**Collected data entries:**
------------------------

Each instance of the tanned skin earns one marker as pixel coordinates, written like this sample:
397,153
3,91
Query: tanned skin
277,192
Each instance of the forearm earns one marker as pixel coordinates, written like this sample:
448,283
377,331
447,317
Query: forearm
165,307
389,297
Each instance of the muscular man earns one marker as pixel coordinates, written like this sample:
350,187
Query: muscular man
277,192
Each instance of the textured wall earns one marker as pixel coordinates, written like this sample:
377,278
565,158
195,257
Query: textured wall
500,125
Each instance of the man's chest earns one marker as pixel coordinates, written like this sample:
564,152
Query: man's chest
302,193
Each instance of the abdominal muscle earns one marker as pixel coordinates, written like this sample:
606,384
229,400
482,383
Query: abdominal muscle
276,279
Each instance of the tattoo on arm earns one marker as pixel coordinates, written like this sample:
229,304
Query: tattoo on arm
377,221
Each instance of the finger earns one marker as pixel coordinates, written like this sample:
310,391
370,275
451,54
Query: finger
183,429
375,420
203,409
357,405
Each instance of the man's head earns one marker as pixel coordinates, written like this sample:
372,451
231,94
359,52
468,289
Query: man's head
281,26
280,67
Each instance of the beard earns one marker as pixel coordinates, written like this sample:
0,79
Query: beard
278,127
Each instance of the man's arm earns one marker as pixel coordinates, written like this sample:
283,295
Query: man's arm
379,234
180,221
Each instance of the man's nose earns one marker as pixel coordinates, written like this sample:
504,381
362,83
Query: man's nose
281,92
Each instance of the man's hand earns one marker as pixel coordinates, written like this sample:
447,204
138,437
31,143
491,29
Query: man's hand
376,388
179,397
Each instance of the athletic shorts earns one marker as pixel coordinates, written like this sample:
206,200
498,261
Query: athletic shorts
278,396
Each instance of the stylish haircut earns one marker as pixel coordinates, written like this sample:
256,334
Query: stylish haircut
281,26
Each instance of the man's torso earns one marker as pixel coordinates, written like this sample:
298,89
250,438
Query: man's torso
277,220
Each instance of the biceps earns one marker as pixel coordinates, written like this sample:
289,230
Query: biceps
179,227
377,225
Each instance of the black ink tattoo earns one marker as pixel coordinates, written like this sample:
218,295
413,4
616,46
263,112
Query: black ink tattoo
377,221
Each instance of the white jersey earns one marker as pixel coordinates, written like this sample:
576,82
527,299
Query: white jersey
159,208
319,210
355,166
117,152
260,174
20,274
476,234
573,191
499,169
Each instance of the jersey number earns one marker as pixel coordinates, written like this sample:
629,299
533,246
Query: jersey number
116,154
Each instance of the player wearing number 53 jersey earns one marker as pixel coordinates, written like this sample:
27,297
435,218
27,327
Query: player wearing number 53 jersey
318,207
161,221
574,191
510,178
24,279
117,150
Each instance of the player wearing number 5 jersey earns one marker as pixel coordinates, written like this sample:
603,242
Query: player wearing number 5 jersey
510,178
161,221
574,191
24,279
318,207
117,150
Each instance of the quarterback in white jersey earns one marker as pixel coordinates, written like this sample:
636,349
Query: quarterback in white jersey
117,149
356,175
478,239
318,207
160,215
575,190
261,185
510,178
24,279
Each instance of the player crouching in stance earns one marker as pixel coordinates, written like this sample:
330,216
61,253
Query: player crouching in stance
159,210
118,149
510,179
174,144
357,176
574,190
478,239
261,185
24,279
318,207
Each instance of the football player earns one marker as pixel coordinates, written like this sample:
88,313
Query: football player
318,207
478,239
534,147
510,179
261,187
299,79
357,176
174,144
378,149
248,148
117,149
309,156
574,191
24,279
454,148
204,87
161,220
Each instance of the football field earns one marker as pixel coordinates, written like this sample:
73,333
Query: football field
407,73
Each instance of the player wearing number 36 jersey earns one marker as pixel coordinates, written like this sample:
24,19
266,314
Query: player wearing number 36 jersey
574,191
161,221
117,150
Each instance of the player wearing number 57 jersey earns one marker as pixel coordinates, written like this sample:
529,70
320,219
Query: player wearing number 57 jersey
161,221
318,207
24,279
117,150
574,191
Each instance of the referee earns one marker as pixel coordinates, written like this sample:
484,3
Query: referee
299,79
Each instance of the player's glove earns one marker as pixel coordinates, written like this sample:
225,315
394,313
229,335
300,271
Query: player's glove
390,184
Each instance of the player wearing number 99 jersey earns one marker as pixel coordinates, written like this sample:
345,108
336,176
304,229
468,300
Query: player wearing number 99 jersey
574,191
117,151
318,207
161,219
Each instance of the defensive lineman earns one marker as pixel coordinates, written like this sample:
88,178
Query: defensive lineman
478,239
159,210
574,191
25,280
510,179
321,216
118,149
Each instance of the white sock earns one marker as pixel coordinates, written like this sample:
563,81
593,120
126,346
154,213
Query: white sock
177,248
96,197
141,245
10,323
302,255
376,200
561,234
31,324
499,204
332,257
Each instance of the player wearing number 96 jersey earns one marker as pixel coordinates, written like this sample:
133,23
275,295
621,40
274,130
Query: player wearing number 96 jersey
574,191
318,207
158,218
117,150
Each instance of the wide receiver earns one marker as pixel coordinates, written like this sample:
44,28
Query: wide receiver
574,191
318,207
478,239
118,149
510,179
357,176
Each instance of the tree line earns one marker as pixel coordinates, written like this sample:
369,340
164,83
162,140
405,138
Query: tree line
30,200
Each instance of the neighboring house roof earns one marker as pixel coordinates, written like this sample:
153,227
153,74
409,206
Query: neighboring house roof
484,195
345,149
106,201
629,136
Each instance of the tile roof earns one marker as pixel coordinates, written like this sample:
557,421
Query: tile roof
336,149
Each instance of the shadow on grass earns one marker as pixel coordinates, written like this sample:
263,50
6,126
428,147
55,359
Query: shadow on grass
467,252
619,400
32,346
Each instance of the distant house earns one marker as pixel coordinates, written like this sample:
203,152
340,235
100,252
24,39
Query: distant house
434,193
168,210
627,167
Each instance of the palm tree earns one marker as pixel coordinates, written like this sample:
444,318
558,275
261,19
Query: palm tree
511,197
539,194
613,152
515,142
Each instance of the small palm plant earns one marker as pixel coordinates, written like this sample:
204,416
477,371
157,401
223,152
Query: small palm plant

------------------------

**The exercise:**
Write the entire listing out again, word for word.

**Finished task:**
Each instance of the tanned skin earns one marker as pixel coordinates, written like this sample:
397,153
3,91
Query: tanned skin
277,192
Each instance of the forearm earns one marker as pixel coordinates, written like this sample:
448,283
377,331
447,317
Query: forearm
165,307
389,297
Each instance of the muscular man earns one marker as pixel coordinates, written like this sample:
350,187
Query: muscular man
277,192
Each instance of the textured wall earns one marker as pixel coordinates, written like this sample:
377,278
565,158
195,257
Query: textured wall
500,125
Each instance of the man's chest earns one marker as pixel coordinates, written like this sample:
564,152
Query: man's chest
302,193
Each instance of the abdominal muscle earns one marker as pixel coordinates, written like this sample:
606,384
229,400
482,383
Query: abdominal muscle
276,279
Each instance of the tattoo on arm earns one marker as pixel coordinates, written like this sample:
229,304
Query: tattoo on arm
377,221
Each instance of the finger earns one marker as pixel coordinates, written like this sample:
310,391
370,275
451,54
Query: finger
183,429
375,420
203,409
357,405
Each instance of the man's head earns one marker as pixel coordinates, written like this sample:
372,451
231,94
359,52
468,289
Query: man's head
281,26
280,67
Each instance of the beard earns one marker as pixel coordinates, written like this sample:
0,79
Query: beard
278,127
Each instance of the man's arm earns one marker as pixel coordinates, written like this sample:
283,295
Query: man's arm
379,234
180,221
Each instance of the man's nose earns one marker as pixel coordinates, written like this sample:
504,381
362,83
Query: man's nose
281,92
Each instance of the man's hand earns one marker as pixel coordinates, written like this sample:
447,204
138,437
31,143
491,29
Query: man's hand
376,388
179,397
Each instance of the athletic shorts earns one marker as pixel coordinates, written like this sample:
206,200
498,261
Query: athletic shorts
278,396
Each instance of the stylish haircut earns one marker as pixel coordinates, written like this sample:
256,334
Query: stylish haircut
281,26
Each instance of the man's torso earns one marker as pixel coordinates, written like this sample:
298,89
250,438
Query: man's torso
277,220
Each instance of the biceps earns one marker as pixel coordinates, written like this sample:
289,230
Query: biceps
179,227
377,225
Each instance of the black ink tattoo earns one marker as pixel coordinates, written like this sample:
218,295
413,4
616,46
263,112
Query: black ink tattoo
377,221
Each instance of the white jersey earns one marker as pixel coordinates, written like this sample:
576,82
527,299
Query: white jersey
159,208
319,210
355,166
117,152
260,174
20,274
476,234
573,191
499,169
Each instance of the jersey number earns one marker as pixel coordinates, written like this sample:
629,299
533,246
Query: jersey number
116,154
Each instance of the player wearing number 53 jersey earns one marker as pixel coordinates, written like this sample:
27,297
435,218
27,327
Query: player wearing number 53 jersey
318,207
161,221
574,191
510,178
24,279
117,150
Each instance of the player wearing number 5 jersey earns one marker as pixel coordinates, written like this sample:
603,242
Query: player wearing number 5 jersey
510,178
161,221
574,191
24,279
318,207
117,150
Each instance of the quarterback in white jersey earns one marker as pixel coordinates, written like this sample:
636,349
Query: quarterback in white jersey
117,149
356,175
478,239
318,207
160,215
575,190
261,185
510,178
24,279
Each instance of the player crouching in stance earns one marker as pixel coordinates, written like this sample:
330,216
61,253
Query: player crouching in stance
159,210
118,149
510,179
174,144
357,176
574,190
478,239
261,185
24,279
318,207
Each instance of the football player earns one marker as pixel coordinates, written like this sample:
88,313
Query: football player
318,207
478,239
534,147
510,179
261,187
299,79
357,176
174,144
378,149
248,148
117,149
309,156
574,191
24,279
454,148
204,87
161,220
Each instance of the football field earns one marker as pixel coordinates, written like this sample:
73,333
Query: football field
407,73
Each instance of the player wearing number 36 jersey earns one marker as pixel coordinates, written like this sample:
24,19
266,314
Query: player wearing number 36 jersey
574,191
161,221
117,150
Each instance of the player wearing number 57 jersey earns one marker as pixel coordinates, written like this sample:
529,70
320,219
Query: player wearing number 57 jersey
161,221
318,207
24,279
117,150
574,191
Each instance of the referee earns one marker as pixel coordinates, written like this sample:
484,3
Query: referee
299,79
Each instance of the player's glove earns one marker as pixel coordinates, written like this sample:
225,315
394,313
229,335
300,271
Query: player's glove
390,184
Each instance of the player wearing number 99 jersey earns one marker as pixel coordinates, written like this sample:
345,108
336,176
304,229
468,300
Query: player wearing number 99 jersey
574,191
117,151
318,207
161,219
Each instance of the defensive lineman earns one marker as pixel coordinates, written like this sample:
88,178
Query: defensive lineman
478,239
159,210
574,191
25,280
510,179
321,216
118,149
Each instance of the white sock earns one marker as pixel coordinates, written like this sample:
563,81
593,120
126,346
154,213
Query: white sock
177,248
96,197
141,245
10,323
302,255
376,200
561,234
31,324
499,204
332,257
Each instance of the player wearing number 96 jersey earns one marker as pixel coordinates, written like this sample:
133,23
275,295
621,40
274,130
Query: player wearing number 96 jersey
574,191
318,207
158,218
117,150
Each instance of the wide receiver earns one marker as pixel coordinates, written like this sample:
44,28
Query: wide receiver
574,191
318,207
478,239
118,149
510,179
357,176
Each instance of the tree line earns one marker as pixel coordinates, written like this sample:
369,340
164,83
162,140
405,138
Query: tree line
30,200
Each instance of the neighboring house roof earns one marker as pixel coordinates, written like this sample:
153,227
153,74
409,206
Query: neighboring house roof
484,195
345,149
106,201
629,136
Each instance of the tile roof earns one marker as pixel coordinates, written like this sample:
557,421
Query: tile roof
336,149
Each instance of the shadow on grass earns one marker as pixel coordinates, written like this sample:
263,50
6,126
428,147
55,359
Query: shadow on grass
467,252
619,400
32,346
Each instance of the distant house earns one marker as pixel coordinates, written like this sample:
203,152
340,235
100,252
24,39
Query: distant house
434,193
168,210
627,167
Each instance of the palm tree earns one marker as pixel coordinates, written like this sample:
444,318
558,275
261,19
Query: palm tree
511,197
539,194
613,152
515,142
Each instance of the small palm plant earns one marker as pixel coordinates, written like this sample:
204,416
477,371
157,401
223,152
Query: small palm plant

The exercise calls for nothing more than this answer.